• **Supplied passage**

Comb space has no simply connected cover

I'm having trouble solving the following exercise in Hatcher's Algebraic Topology(1.3 #5):

"Let $X$ be the subspace of $R^2$ consisting of the four sides of the square $[0,1] \times [0,1]$ together with the segments of the vertical lines $x=\frac{1}{2},\frac{1}{3},\frac{1}{4},\ldots$ inside the square. Show that for every covering space $\tilde{X}\to X$ there is some neighbourhood of the left edge of $X$ that lifts homeomorphically to $\tilde{X}$. Deduce that $X$ has no simply-connected cover."

I tried piecing together open sets in $\tilde{X}$ which were homeomorphic to open square shaped $\epsilon$-neighbourhoods of points in the left edge of $X$, but I couldn't glue them together coherently.

• **Data rows**

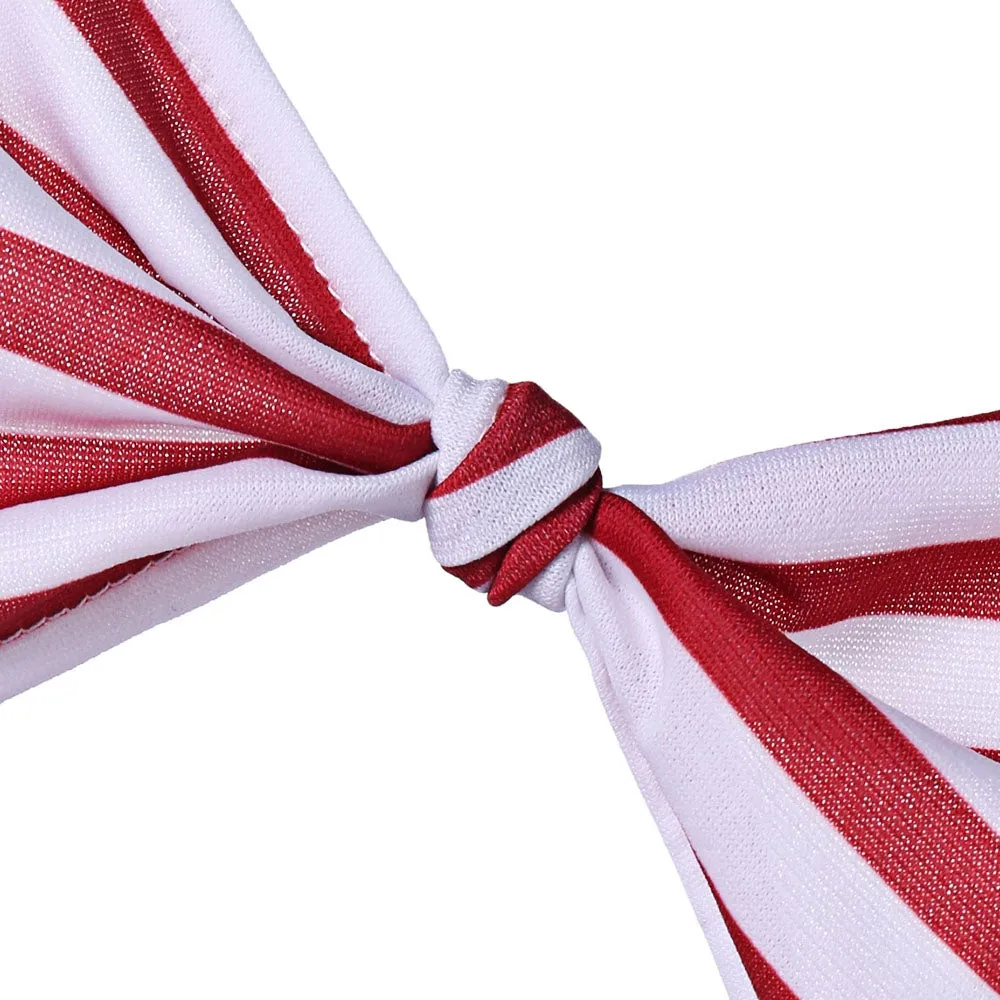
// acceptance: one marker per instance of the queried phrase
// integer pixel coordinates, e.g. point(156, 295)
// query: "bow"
point(207, 367)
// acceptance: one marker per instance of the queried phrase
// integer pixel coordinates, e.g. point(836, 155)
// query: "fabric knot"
point(517, 482)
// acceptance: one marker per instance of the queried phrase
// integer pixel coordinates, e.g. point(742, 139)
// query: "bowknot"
point(517, 482)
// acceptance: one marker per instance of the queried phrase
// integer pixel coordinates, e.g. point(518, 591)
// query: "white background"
point(707, 228)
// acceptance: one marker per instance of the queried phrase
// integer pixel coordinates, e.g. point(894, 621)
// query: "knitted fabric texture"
point(207, 368)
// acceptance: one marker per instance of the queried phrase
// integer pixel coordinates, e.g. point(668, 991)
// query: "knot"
point(518, 480)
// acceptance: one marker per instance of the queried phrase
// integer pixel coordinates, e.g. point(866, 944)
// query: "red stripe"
point(767, 984)
point(960, 579)
point(65, 189)
point(20, 613)
point(80, 321)
point(40, 468)
point(527, 419)
point(136, 53)
point(886, 799)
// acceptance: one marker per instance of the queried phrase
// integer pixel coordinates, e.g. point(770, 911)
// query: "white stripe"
point(30, 392)
point(815, 909)
point(943, 671)
point(153, 433)
point(975, 777)
point(479, 518)
point(59, 96)
point(245, 96)
point(183, 582)
point(50, 542)
point(837, 498)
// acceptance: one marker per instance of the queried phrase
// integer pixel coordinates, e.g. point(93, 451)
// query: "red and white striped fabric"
point(207, 367)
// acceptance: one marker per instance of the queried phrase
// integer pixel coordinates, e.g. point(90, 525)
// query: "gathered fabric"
point(208, 368)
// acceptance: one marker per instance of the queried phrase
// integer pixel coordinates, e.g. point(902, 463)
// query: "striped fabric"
point(207, 368)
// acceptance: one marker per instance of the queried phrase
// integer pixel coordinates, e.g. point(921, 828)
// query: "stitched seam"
point(217, 105)
point(111, 585)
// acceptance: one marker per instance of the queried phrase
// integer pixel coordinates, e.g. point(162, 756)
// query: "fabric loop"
point(518, 481)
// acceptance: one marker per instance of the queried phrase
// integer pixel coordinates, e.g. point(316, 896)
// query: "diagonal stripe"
point(528, 418)
point(20, 614)
point(34, 467)
point(767, 984)
point(70, 194)
point(133, 48)
point(77, 320)
point(960, 579)
point(884, 797)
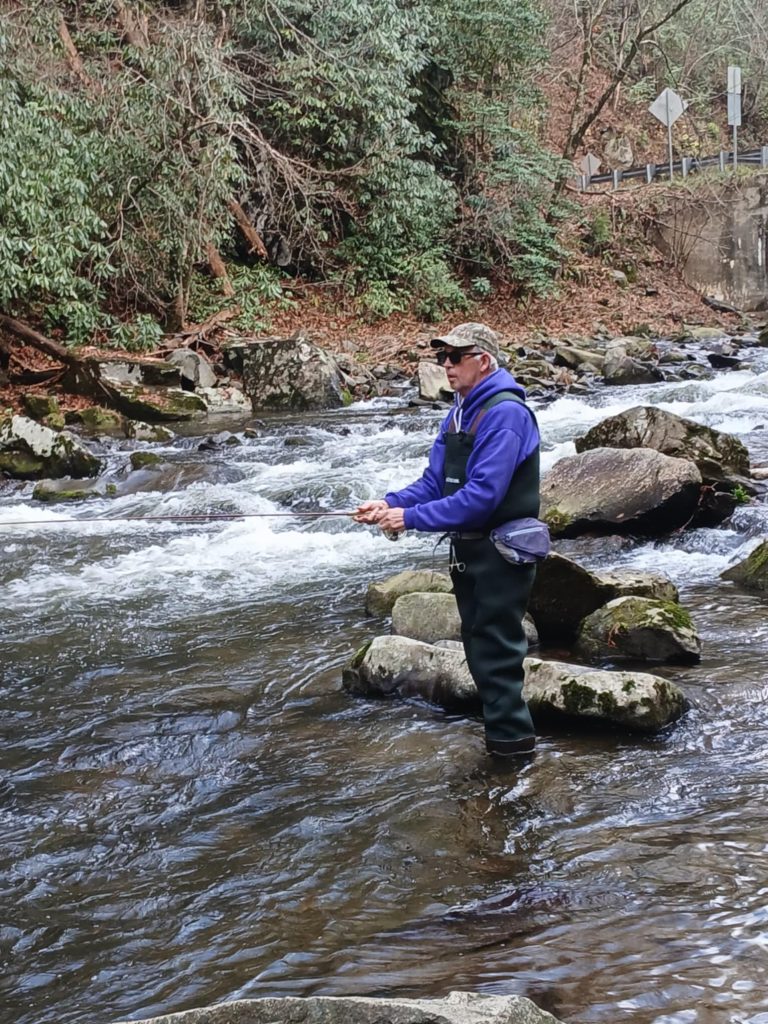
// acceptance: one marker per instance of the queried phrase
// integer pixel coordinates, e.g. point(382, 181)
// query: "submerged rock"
point(96, 419)
point(753, 571)
point(458, 1008)
point(615, 491)
point(44, 409)
point(193, 368)
point(621, 369)
point(633, 700)
point(564, 593)
point(139, 431)
point(426, 616)
point(225, 400)
point(393, 665)
point(717, 455)
point(32, 452)
point(53, 492)
point(640, 628)
point(382, 595)
point(396, 666)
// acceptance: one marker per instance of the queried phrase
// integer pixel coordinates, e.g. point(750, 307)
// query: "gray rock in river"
point(637, 628)
point(392, 665)
point(433, 616)
point(565, 592)
point(615, 491)
point(622, 369)
point(382, 594)
point(458, 1008)
point(426, 616)
point(635, 701)
point(719, 457)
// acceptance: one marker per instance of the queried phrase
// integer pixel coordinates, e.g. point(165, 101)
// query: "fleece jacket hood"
point(506, 435)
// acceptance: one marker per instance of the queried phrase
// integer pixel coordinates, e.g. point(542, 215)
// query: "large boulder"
point(434, 616)
point(615, 491)
point(564, 593)
point(382, 594)
point(139, 389)
point(640, 629)
point(194, 368)
point(226, 400)
point(457, 1008)
point(395, 666)
point(622, 369)
point(426, 616)
point(753, 570)
point(718, 456)
point(290, 374)
point(31, 452)
point(633, 700)
point(577, 358)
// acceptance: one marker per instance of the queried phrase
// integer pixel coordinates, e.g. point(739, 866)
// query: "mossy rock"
point(753, 571)
point(53, 492)
point(96, 419)
point(382, 595)
point(144, 460)
point(44, 409)
point(30, 451)
point(635, 701)
point(642, 629)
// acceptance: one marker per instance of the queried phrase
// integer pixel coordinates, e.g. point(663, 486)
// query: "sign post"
point(667, 108)
point(734, 107)
point(590, 166)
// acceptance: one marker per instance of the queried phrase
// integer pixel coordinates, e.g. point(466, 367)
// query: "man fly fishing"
point(481, 488)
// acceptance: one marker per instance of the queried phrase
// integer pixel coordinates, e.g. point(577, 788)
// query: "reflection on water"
point(193, 810)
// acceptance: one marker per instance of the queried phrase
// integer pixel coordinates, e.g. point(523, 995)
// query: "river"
point(193, 809)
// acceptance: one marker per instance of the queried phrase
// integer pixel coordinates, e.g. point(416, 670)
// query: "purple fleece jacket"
point(506, 435)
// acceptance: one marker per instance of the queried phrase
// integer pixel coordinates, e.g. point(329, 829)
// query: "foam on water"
point(250, 558)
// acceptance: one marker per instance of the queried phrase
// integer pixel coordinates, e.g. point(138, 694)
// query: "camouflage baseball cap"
point(470, 336)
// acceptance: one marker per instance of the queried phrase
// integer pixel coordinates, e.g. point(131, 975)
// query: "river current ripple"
point(193, 809)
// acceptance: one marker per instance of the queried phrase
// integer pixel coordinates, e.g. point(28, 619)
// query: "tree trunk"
point(73, 57)
point(218, 269)
point(248, 229)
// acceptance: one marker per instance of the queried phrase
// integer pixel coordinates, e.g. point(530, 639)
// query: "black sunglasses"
point(454, 357)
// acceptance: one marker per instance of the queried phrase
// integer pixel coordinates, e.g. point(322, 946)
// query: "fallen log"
point(257, 244)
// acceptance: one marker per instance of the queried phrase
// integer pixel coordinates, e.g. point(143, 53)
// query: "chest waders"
point(493, 595)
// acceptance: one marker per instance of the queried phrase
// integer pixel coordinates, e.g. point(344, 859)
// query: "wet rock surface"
point(609, 491)
point(458, 1008)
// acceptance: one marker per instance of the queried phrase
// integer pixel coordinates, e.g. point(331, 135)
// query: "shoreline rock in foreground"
point(458, 1008)
point(636, 701)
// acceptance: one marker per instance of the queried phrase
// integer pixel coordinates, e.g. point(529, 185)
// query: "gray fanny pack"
point(521, 541)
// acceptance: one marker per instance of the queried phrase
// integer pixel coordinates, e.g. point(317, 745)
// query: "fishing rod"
point(192, 517)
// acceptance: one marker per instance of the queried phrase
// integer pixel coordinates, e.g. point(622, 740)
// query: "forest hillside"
point(257, 162)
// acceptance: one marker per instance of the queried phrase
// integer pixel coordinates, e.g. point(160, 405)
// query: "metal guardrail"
point(684, 167)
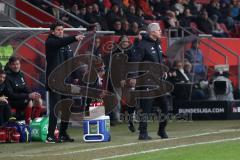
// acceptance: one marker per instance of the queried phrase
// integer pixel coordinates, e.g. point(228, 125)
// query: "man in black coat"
point(149, 50)
point(57, 51)
point(5, 111)
point(20, 96)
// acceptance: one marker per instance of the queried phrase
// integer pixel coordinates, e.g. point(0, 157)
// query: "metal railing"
point(84, 23)
point(215, 42)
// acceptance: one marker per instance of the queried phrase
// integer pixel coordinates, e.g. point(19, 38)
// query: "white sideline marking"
point(167, 148)
point(124, 145)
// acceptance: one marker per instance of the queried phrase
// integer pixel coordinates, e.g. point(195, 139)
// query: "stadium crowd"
point(126, 17)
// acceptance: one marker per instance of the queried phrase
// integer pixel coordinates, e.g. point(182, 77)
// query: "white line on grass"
point(122, 145)
point(167, 148)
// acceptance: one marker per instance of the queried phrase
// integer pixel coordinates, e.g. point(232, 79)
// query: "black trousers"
point(54, 98)
point(5, 112)
point(146, 106)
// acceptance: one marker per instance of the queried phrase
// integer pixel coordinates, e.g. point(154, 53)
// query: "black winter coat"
point(57, 51)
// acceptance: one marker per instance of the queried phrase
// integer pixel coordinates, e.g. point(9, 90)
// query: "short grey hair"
point(153, 27)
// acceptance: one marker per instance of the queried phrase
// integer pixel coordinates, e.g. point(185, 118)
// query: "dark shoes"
point(62, 138)
point(131, 127)
point(52, 140)
point(144, 137)
point(66, 138)
point(163, 134)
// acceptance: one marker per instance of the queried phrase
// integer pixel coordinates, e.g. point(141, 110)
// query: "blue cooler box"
point(97, 130)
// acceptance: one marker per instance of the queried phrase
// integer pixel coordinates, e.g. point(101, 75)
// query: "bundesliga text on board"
point(202, 110)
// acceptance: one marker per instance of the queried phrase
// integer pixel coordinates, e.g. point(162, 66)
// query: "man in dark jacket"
point(5, 111)
point(57, 51)
point(149, 50)
point(20, 96)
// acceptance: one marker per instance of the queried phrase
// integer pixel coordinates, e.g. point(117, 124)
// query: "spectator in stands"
point(83, 12)
point(144, 5)
point(75, 11)
point(222, 86)
point(5, 111)
point(140, 18)
point(160, 7)
point(171, 20)
point(99, 17)
point(186, 20)
point(114, 14)
point(226, 18)
point(179, 7)
point(57, 51)
point(117, 27)
point(194, 6)
point(204, 23)
point(90, 17)
point(195, 56)
point(97, 47)
point(217, 30)
point(134, 29)
point(234, 7)
point(131, 14)
point(20, 96)
point(213, 8)
point(125, 27)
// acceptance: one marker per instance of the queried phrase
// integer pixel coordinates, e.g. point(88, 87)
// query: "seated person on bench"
point(20, 96)
point(5, 110)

• **Problem set**
**1.** Repeat the comb space post from "I'm having trouble" up to and including "them together coherently.".
**2.** Please carry the comb space post on from the point where it stops.
You won't need the lines for any of this.

• **Responses by task**
**1.**
I'm having trouble solving the following exercise in Hatcher's Algebraic Topology(1.3 #5):

"Let $X$ be the subspace of $R^2$ consisting of the four sides of the square $[0,1] \times [0,1]$ together with the segments of the vertical lines $x=\frac{1}{2},\frac{1}{3},\frac{1}{4},\ldots$ inside the square. Show that for every covering space $\tilde{X}\to X$ there is some neighbourhood of the left edge of $X$ that lifts homeomorphically to $\tilde{X}$. Deduce that $X$ has no simply-connected cover."

I tried piecing together open sets in $\tilde{X}$ which were homeomorphic to open square shaped $\epsilon$-neighbourhoods of points in the left edge of $X$, but I couldn't glue them together coherently.

**2.**
My second idea was to use the path lifting property to lift the left edge, but I couldn't extend it to a lift of an open neighbourhood of the left edge.

Edit: Some more detail on my first attempt:

Suppose I have two open squares $U_1$ and $U_2$ in $X$ (containing the left edge) with nonempty intersection, and that have preimages $\coprod_i U_{1,i}$ and $\coprod_j U_{2,j}$ with each piece of that mapping homeomorphically onto $U_1$ and $U_2$ respectively.

Suppose I've chosen a specific $U_{1,i}$, and I want to choose a specific $U_{2,j}$ so that their union maps homeomorphically to $U_1$ union $U_2$. Such a choice can be specified by a point in the chosen $U_{1,i}$ that maps into $U_2$, but for each such point, there could be a different choice of $j$.

My intution tells me that to make this choice, one needs to appeal to the bad local nature of the left edge of $X$, (so that you're certain to get some of the vertical lines inside of the desired open set) but I'm not sure how to proceed with that.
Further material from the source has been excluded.